(Location labeling records)
────────────────────────────────────────

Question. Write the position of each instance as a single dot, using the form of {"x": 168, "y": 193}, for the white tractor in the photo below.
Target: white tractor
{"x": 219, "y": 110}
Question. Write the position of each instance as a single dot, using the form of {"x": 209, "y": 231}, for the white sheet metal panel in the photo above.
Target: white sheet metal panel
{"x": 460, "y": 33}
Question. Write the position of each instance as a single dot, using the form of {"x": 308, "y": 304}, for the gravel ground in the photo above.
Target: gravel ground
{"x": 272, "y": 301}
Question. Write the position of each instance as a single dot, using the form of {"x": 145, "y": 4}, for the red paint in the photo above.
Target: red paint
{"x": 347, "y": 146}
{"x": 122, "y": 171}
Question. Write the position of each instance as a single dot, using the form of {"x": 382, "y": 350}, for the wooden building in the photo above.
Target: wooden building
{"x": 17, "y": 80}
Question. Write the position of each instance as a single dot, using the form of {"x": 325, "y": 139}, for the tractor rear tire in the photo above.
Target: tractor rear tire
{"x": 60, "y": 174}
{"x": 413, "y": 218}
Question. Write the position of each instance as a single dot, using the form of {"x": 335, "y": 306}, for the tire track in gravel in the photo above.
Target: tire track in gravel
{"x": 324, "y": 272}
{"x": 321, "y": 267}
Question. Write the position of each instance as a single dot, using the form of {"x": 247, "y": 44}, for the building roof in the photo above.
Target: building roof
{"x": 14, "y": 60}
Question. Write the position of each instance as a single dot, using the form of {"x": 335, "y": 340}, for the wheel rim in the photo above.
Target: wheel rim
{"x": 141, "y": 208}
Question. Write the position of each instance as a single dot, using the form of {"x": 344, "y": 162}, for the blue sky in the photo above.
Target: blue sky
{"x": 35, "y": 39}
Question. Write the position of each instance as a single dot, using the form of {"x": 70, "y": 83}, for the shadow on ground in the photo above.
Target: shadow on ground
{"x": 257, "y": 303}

────────────────────────────────────────

Exercise aim:
Print every entry exactly as written.

Task response:
Question. Write the position of each instance as a single dot, using the form of {"x": 168, "y": 193}, for the white tractor in the photo below.
Target: white tractor
{"x": 219, "y": 110}
Question. Write the position of each instance as a single dot, using the form of {"x": 209, "y": 231}, for the white sheet metal panel in the photo above.
Target: white sheet metal panel
{"x": 460, "y": 33}
Question. Write the position of each instance as a single dot, using the form of {"x": 308, "y": 304}, for the gravel ground in the photo above.
Target: gravel ground
{"x": 272, "y": 301}
Question. Write the position of each instance as a single dot, using the form of {"x": 145, "y": 4}, for the red paint in the photo above.
Target: red paint
{"x": 347, "y": 146}
{"x": 122, "y": 171}
Question. Write the position of each instance as a single dot, using the form of {"x": 382, "y": 350}, for the wooden building in the photo above.
Target: wooden building
{"x": 17, "y": 80}
Question. Write the position of each instance as a single dot, using the form of {"x": 325, "y": 139}, for the tractor rear tire in the photo above.
Target: tractor rear tire
{"x": 60, "y": 174}
{"x": 413, "y": 218}
Question. Write the position of each instance as a single dot, using the form of {"x": 335, "y": 306}, for the tire track in gravel in the photo above.
Target: tire track in gravel
{"x": 324, "y": 272}
{"x": 321, "y": 267}
Question. Write the position of each instance as a single dot, using the form of {"x": 247, "y": 44}, for the building roof in the photo above.
Target: building roof
{"x": 14, "y": 60}
Question. Write the position of each instance as a single dot, using the form of {"x": 335, "y": 340}, for the wheel rim in the photo above.
Target: wheel rim
{"x": 141, "y": 208}
Question. Write the position of each instance as a single dot, using the form of {"x": 344, "y": 162}, for the blue sky in the photo above.
Target: blue sky
{"x": 35, "y": 39}
Question. Write the position of each instance as a single dot, using the form of {"x": 70, "y": 83}, for the shadow on ground in the photo above.
Target: shadow on ground
{"x": 257, "y": 303}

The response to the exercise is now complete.